(Excerpts from a dataset)
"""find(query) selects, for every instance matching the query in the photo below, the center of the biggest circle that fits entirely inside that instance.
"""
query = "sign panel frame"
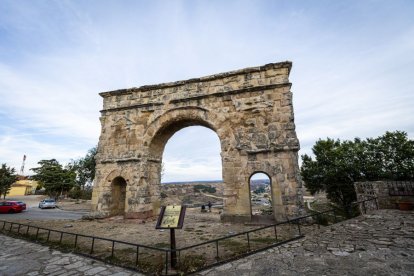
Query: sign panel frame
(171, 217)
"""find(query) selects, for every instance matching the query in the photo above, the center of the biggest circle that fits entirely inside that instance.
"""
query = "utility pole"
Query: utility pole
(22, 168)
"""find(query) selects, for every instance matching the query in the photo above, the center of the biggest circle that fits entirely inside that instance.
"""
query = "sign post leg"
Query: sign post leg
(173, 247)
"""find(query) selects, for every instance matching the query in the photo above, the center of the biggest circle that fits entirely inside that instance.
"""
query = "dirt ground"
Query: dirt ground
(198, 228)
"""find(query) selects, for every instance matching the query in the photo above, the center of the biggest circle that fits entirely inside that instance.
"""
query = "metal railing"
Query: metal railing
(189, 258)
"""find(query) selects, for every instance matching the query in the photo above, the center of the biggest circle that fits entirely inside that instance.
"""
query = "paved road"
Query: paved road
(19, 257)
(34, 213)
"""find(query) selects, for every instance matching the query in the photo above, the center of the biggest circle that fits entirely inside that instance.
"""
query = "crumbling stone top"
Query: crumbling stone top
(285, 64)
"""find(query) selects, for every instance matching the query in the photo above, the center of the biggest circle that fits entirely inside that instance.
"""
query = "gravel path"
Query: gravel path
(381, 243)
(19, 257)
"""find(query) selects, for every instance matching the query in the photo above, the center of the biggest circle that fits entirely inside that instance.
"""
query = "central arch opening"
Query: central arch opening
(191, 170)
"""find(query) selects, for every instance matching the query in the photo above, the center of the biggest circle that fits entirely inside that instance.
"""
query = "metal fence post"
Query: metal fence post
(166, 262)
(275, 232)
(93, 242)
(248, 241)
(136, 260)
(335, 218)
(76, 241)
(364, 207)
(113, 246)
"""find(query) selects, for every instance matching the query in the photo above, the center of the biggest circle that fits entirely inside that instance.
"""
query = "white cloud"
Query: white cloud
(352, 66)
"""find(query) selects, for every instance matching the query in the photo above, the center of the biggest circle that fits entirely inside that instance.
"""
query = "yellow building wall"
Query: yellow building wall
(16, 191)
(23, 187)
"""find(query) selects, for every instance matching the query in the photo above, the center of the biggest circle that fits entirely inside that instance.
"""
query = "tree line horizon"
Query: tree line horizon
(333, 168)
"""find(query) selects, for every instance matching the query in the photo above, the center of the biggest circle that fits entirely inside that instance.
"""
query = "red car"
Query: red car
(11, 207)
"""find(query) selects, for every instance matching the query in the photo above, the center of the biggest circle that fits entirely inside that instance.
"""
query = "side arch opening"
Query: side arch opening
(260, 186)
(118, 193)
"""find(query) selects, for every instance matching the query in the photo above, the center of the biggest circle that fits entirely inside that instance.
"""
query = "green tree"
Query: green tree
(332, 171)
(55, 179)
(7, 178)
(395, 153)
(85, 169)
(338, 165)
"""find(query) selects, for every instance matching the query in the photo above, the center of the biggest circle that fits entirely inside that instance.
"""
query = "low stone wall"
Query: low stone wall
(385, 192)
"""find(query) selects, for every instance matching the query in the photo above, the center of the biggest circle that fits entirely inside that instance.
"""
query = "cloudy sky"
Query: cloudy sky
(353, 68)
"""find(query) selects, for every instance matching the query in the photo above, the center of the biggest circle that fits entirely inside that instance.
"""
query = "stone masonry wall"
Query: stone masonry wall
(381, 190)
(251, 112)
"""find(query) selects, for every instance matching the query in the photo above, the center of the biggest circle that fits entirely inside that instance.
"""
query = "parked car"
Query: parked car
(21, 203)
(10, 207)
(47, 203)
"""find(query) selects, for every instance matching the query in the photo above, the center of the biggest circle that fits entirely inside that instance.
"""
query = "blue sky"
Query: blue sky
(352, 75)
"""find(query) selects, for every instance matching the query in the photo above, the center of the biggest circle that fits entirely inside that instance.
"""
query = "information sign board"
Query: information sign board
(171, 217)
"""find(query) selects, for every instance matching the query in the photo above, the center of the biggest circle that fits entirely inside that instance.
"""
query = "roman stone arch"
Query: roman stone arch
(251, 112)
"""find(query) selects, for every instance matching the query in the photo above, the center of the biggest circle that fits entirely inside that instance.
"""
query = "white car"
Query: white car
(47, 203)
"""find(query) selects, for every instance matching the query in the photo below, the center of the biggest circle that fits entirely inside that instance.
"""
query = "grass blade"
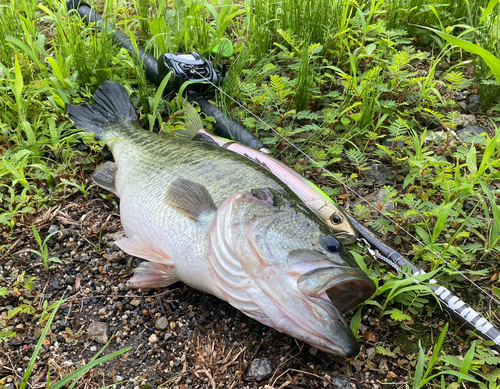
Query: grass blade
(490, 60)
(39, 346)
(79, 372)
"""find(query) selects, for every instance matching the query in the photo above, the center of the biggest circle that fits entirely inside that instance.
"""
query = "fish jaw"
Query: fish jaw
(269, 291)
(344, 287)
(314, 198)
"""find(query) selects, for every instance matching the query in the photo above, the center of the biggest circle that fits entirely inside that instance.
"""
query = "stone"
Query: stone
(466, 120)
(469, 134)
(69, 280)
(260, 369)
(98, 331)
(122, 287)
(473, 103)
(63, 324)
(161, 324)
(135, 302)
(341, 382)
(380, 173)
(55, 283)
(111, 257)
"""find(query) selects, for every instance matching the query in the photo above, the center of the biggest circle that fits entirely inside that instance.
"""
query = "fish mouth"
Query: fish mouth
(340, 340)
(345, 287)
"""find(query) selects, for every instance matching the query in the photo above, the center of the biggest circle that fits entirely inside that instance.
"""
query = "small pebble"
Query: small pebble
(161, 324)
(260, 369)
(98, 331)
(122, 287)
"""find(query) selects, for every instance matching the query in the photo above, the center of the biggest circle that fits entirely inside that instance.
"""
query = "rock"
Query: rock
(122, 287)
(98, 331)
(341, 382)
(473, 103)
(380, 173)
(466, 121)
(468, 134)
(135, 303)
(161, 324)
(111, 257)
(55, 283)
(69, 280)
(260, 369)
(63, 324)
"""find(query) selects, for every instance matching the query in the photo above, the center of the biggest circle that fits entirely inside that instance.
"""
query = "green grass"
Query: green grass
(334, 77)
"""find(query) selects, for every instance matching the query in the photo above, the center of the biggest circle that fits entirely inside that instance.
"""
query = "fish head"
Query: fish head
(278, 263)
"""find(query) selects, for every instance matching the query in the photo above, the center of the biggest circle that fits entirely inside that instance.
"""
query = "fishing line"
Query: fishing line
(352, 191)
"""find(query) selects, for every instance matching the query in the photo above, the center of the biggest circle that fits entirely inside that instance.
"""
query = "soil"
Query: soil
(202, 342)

> **Activity**: Give the entries again, exactly and in full, with no image included.

> **Expected answer**:
"""find(query) selects, for every instance matching the query in the photo below, the center of the biggest circle that fits entirely inside that instance.
"""
query = "sign panel frame"
Query: sign panel frame
(171, 217)
"""find(query) selects, for every instance matching the query in the photo above, the center of the biggest circle that fits entirely inside that instance.
"""
query = "utility pole"
Query: utility pole
(22, 168)
"""find(query) selects, for every instance matching the query in the photo above, the center of the biggest circle that fits entirely inside that instance.
"""
query = "sign post leg"
Query: sign post leg
(173, 247)
"""find(query) selects, for every instance matching the query in the photo above, the center of the biggest circle that fits entirely inside that instance.
"""
query = "dirt ground"
Query: dirt ground
(198, 228)
"""find(query) selects, for every instance matching the query in the photo above, the center of the biggest circle that fits entirely inside that instance.
"""
query = "metal railing"
Query: metal railing
(189, 258)
"""find(query) selects, for every instance matching the query in the photo above, the center of the biggest circle that fits entirely inside that instance.
"""
query = "paved road"
Query: paved road
(19, 257)
(34, 213)
"""find(query) selects, for every instance matching the query in the photo above, the center of the biggest circle that fits entirely inside that instance.
"""
query = "crumbling stone top"
Query: crumbling stone top
(285, 64)
"""find(query) selects, for every instance matching the query in the photo above, the center of the biggest circle that fits entirely inside that instance.
"""
query = "gravel path"
Query: gravel path
(381, 243)
(19, 257)
"""find(query) selects, for every instance matching the query in the photo above, the center of the biggest circle that fits entirely inside that instance.
"""
query = "central arch opening"
Query: central arch opening
(191, 170)
"""find(query) selects, for every instance matching the query in the photo above, the center of the biggest circle that fits entirely inside that instance.
"""
query = "metal fence post"
Query: metal fence post
(166, 262)
(275, 232)
(93, 242)
(248, 241)
(136, 260)
(335, 218)
(76, 241)
(364, 207)
(113, 246)
"""find(query) selects, for every instance matching the query in the photo above, the center of the biggest circle that fits entirely inside that instance.
"""
query = "white cloud"
Query: white cloud
(352, 66)
"""find(query) selects, for every instance matching the query in the photo above, the center of the biggest circle that fits entirely inside that instance.
"""
query = "yellow building wall"
Query: yellow building wall
(16, 191)
(23, 187)
"""find(query) selects, for every instance matching the query in the photo above, the center of the biggest circle that fits entirely inside that instance.
"""
query = "tree line horizon"
Query: tree line horizon
(333, 168)
"""find(query) selects, for every instance matching the query in the photo above, the center of the biggest circle that fits entirely inside that instance.
"""
query = "red car"
Query: red car
(11, 207)
"""find(query) selects, for every instance matching the query in the photo above, the center of the biggest circle that fits entirely inside that instance.
"""
query = "side arch opening"
Query: side arch opening
(260, 186)
(118, 193)
"""find(query) selects, for every instance matching the query in the photo above, the center of the biggest circle that fits entirely inside that instance.
"""
query = "green tree"
Query: green tree
(332, 171)
(55, 179)
(7, 178)
(395, 153)
(85, 169)
(338, 165)
"""find(query) selects, for every instance matching the query in the photo above, the center of the biggest circle that fits entirely inside that instance.
"""
query = "low stone wall"
Query: low stone wall
(385, 192)
"""find(query) selects, for every instance matching the query in the photo above, the center of the biggest circle that fits entirely inside that instance.
"""
query = "cloudy sky"
Query: cloudy sky
(353, 68)
"""find(query) selects, for every instance matching the query in the photo above, the center of the biggest circle that fits entirely inside that instance.
"""
query = "stone masonry wall"
Query: stone masonry wall
(381, 190)
(251, 112)
"""find(query) selects, for every instance matching the query in the photo above, the center of the biggest circle that fits entirely inside that instance.
"""
query = "parked car"
Query: parked car
(21, 203)
(10, 207)
(47, 203)
"""find(query) selects, for every instance matching the query in the photo above, the center of the biggest circle that fits entirely inside that instance.
"""
query = "blue sky"
Query: blue sky
(352, 75)
"""find(query) selects, for every instance matching the query in the photo above, the center of the biggest circle that fits entirely inside that instance.
"""
query = "information sign board"
Query: information sign board
(171, 217)
"""find(query) selects, for every instance matching the query in the photo above, the center of the biggest circle that fits entirely inside that instance.
"""
query = "roman stone arch"
Query: roman stone arch
(251, 112)
"""find(query) selects, for every instance matching the query in the photo above, the center of the biggest circle that fits entirely inside that instance.
"""
query = "white car"
Query: white car
(47, 203)
"""find(query) selects, for every instance matching the query in the photo below, the center of the biggest circle that fits entirely inside that instance.
"""
query = "grass blade"
Query: grass blade
(490, 60)
(39, 346)
(79, 372)
"""find(query) selects, for every instance matching the query in the photo above, the center of the biggest circle that fits entirely inside that instance.
"""
query = "fish jaw"
Query: fish jaw
(269, 291)
(344, 287)
(314, 198)
"""find(query) selects, for every instance matching the query in the photo above, the center of the biggest circle that fits entirely inside that instance.
"""
query = "stone"
Query: stone
(466, 120)
(469, 134)
(69, 280)
(260, 369)
(98, 331)
(122, 287)
(473, 103)
(63, 324)
(161, 324)
(135, 302)
(341, 382)
(380, 173)
(55, 283)
(111, 257)
"""find(query) selects, for every instance matching the query in the photo above, the center of the biggest circle that fits entirely inside that instance.
"""
query = "fish mouth"
Query: fish mouth
(340, 340)
(345, 287)
"""find(query) selects, for every instance matching the query in the photo above, the center of the biggest circle that fits entirely inside that instance.
"""
query = "small pebble"
Query: small pebble
(161, 324)
(260, 369)
(98, 331)
(122, 287)
"""find(query) selects, for every instance matching the query in the photo above, the center of the biggest circle that fits entirely inside that instance.
"""
query = "rock"
Query: rock
(122, 287)
(98, 331)
(341, 382)
(473, 103)
(380, 173)
(466, 121)
(468, 134)
(135, 303)
(161, 324)
(111, 257)
(55, 283)
(69, 280)
(260, 369)
(63, 324)
"""find(query) selects, for every instance matching the query in the photo above, the center of the biggest circle that fits entirely inside that instance.
"""
query = "green grass"
Query: green grass
(334, 77)
"""find(query) selects, for every instance matching the query in the photo above, the center of the biggest circle that fits entirely inside that instance.
"""
query = "fish head"
Query: fish head
(278, 263)
"""find(query) selects, for every instance matching the query in the photo above, the center of the biggest circle that fits entirely inside that instance.
"""
query = "fishing line"
Query: fishing line
(352, 191)
"""find(query) selects, for every instance matching the query in the photo above, the center of the biggest circle that fits entirely inside that instance.
"""
query = "soil"
Query: soil
(202, 342)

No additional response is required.